§ SUPPLIED DATA
* * * * * * *

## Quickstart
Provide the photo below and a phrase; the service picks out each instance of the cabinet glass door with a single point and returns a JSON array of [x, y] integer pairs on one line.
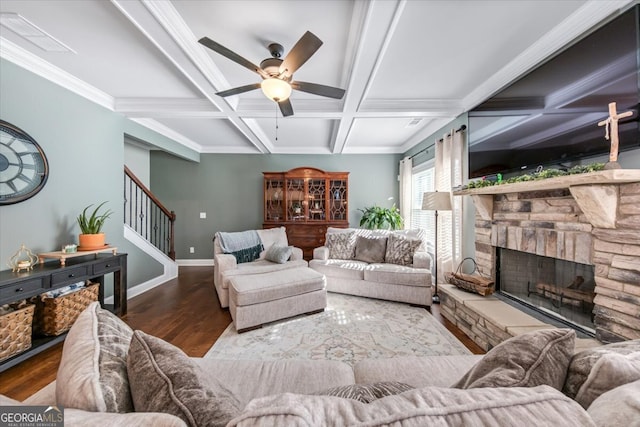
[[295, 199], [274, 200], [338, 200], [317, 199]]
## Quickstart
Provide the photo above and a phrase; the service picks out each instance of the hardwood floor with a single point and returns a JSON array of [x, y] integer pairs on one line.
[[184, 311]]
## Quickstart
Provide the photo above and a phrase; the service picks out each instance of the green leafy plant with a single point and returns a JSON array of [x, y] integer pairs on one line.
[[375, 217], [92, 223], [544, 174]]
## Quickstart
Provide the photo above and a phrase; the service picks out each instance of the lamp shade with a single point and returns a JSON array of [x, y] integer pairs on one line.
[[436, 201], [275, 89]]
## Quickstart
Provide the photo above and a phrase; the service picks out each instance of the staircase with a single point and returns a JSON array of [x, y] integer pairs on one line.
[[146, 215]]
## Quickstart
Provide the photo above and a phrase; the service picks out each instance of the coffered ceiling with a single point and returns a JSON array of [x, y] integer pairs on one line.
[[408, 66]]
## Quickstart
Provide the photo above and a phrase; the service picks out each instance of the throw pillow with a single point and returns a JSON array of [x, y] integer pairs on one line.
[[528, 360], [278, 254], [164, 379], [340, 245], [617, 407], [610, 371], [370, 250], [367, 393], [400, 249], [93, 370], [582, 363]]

* * * * * * *

§ REQUIREMENTS
Copy the stretch from the start of the records through the line containing "[[295, 199], [274, 200], [338, 200], [317, 199]]", with "service" switched to "endpoint" and everything else unchanged. Omit the pictures.

§ RESULT OF THE EXERCISE
## Quickstart
Provide the photo below and a phrase; the endpoint picks out each instance of the cabinet glass door with a single point and returns a JSON array of [x, y] integer pairs on one line.
[[295, 199], [274, 200], [338, 200], [317, 199]]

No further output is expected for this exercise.